§ **The data**
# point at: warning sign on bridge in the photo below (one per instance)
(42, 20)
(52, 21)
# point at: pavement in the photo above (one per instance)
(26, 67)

§ **Brief**
In the data above, swap every "point at" for "locate" and reproduce all the lines with nothing else changed.

§ **The solution**
# locate: warning sign on bridge in the photo below (one per instance)
(42, 20)
(52, 21)
# locate: pavement in the photo above (one per instance)
(26, 67)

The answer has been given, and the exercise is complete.